* begin Exercise material *

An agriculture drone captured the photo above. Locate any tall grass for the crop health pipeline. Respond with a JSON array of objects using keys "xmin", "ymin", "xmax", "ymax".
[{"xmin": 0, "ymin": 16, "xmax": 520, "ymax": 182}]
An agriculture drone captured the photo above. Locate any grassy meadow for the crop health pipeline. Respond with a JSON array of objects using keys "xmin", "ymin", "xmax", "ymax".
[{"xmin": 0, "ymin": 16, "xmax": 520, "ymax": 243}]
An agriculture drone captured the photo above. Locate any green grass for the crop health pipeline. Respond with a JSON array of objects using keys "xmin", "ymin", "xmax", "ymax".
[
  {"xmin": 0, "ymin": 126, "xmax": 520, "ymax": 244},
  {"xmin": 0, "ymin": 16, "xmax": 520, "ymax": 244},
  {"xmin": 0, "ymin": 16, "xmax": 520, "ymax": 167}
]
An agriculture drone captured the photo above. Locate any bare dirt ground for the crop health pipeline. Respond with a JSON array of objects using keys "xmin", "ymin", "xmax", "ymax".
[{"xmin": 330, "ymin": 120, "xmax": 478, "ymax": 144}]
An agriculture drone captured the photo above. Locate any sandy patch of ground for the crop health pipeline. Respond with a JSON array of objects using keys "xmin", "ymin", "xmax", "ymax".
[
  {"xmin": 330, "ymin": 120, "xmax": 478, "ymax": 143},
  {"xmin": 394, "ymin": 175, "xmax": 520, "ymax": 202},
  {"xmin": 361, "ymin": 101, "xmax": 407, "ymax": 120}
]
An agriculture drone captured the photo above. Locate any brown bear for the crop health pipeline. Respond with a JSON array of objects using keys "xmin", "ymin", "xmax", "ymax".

* end Exercise material *

◆ **To be done**
How many lines in the listing above contain the string "array", with case counting? Reply with the number only.

◆ **Result of this task**
6